**課題**
以下に示す、ユーゴスラビアで親しまれたメキシコ映画とメキシコ音楽についての本文を、最後の文に続けて書き進めてください。

**本文**
----
チトー政権の解決策はメキシコから作品を輸入するというものだった。メキシコ映画は1950年代から60年代にかけて黄金時代を謳歌していただけでなく、題材によくメキシコ革命を取り上げていた。これは第2次世界大戦が終わり、社会主義国として再生しようとしていたこの国にとってまさにうってつけだった。

映画に感化されて、ユーゴスラビア連邦の全ての共和国から何十ものバンドが、メキシコ音楽をスペイン語やそれぞれの共和国で使われている言葉でレコーディングした。

最も有名なバンドのひとつがスコピオ(マケドニアの首都)のエンサンブレ・マグニフィコ [4]だ。彼らは25年以上も活動を続け、1983年に最後のアルバムをリリースした。

70年代までにこの国の音楽シーンは英国や合衆国のポップ・ロック音楽に席巻された。しかしそのようにアメリカ音楽の影響を受けた新しいバンドの中には、昔のマリアッチスタイルの替え歌を茶化して替え歌を作り演奏するものもいた。そんなパロディは最新のロックソングと同じくらい人気を博したのだ。

1983年のこと、セルビアのノビ・サド出身のシンガーソングライター、ドルデ・バラシェビッチがアルバム『セラブチェランジ・ザ・キッド(”Celovecernji the Kid”)』 [5](『ザ・キッドと一晩中』というような意味)をリリースした。このアルバムは大ヒット曲『ドン・フランシスコ・ロング・プレイ』をフィーチャーし、英語の歌詞が大袈裟なメキシコアクセントで歌われている。

この歌は『荒野の七人』 [6]『シェラ・マードレの宝』 [7]『ベラクルス』 [8]のような古典西部劇に登場するガンマンたちを思わせる名前を持つ主人公の物語だ。

You must be careful, my compadre,
you must be very careful if you going south,
because in mountain Sierra Madre
is very best for you to shut your dirty mouth.

O, there are banditos mucho danger,
they want your money and your horse.
You are a gringo, I mean, You are a stranger,
but you know everything of course

about famous and very popular
Don Francisco Long Play.

相棒、用心しなよ
南へ向かうんならしっかりと用心しなよ
シエラ・マードレの山の中じゃ
汚い口はきかないのが一番だぜ

超おっかない追い剥ぎたちが待ち伏せし
お前の金や馬を狙ってる
お前はよそ者でここじゃ新顔だけど
もちろん全てご存知のはず

悪名高いがみんなの受けは抜群
ドン・フランシスコ・ロング・プレイのことを

1年後、ベオグラードのポップ・ロックバンド、バヤガ&インストラクターズ(”Bajaga & Instruktori”)がファーストアルバムをリリースした。タイトルは『ポジティブ・ジオグラフィー』(”Pozitivna geografija”) [9]でベルリンに始まりロシアの大都市の数々、アジアから南北アメリカといった世界各地の歌を聞くことができる。

そのうちの1曲が『テキーラ、ゲリラ』(”Tekila, gerila”)で、ラテンアメリカの架空のキャラクターのことがセルビア語で歌われる。 [10]ファンという名の若者がテキーラの酔いに任せて、判で押したように邪悪な将軍の手中から、誘拐された恋人を救い出すために革命を起こすという物語だ。ガブリエル・ガルシア・マルケスの小説『100年の孤独』に登場する架空の町マコンド [11]を舞台にし、歴史的な信憑性とは無関係だ。
----
**データ**
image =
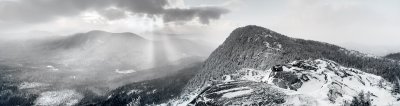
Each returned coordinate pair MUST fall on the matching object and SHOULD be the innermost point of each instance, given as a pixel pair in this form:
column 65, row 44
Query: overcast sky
----
**解答**
Ni Markes ni Kastaneda
Nisu znali Juanita
Ali su čuli da mu je deda
Susreo lično Meskalita

マルケス [12]カスタネダ [13]
ファニートのことは知らないが
2人の耳に入ったのはファニートのおじいさんが
メスカリートに直々会ったという話

メスカリートというのは幻覚剤メスカリンを含むペヨーテサボテン [14]の名で知られるが、この場合はメスカレロ・アパッチ [15]の架空の酋長のことをそれとなくさしている。

このアルバムは大ヒットし、若いバンドリーダー、モマグロ・バヤビッチ [16]の評判は盤石のものになった。モマグロはバヤガとも呼ばれ作詞と演奏を担当している。

その後1987年には、クロアチアのバンド、デュオ・ペグラ(「ペグラ」はクロアチア語で「洋服アイロン」という意味)が『厄介なことばかり』(”Mi imamos lots of problemos”)を録音したが、これもまた大袈裟なメキシコアクセントで歌われた。

この歌は大ヒットした。この曲の入ったカセットテーブはデュオ・ペグラの唯一のアルバムで、この国で40万本以上を売り上げた。 [17]当時、人口が2,200万人だった時代のことである。

この歌でツアイト・ガイスト(時代精神)にマトを絞っただけでなく(つまりこの歌のリリース後数年でユーゴスラビアは崩壊した)、デュオ・ペグラはメキシコの血に繋がる2家族の名前も歌い込んでいる。ママ・ファニータとスピーディ・ゴンザレスがそうだ。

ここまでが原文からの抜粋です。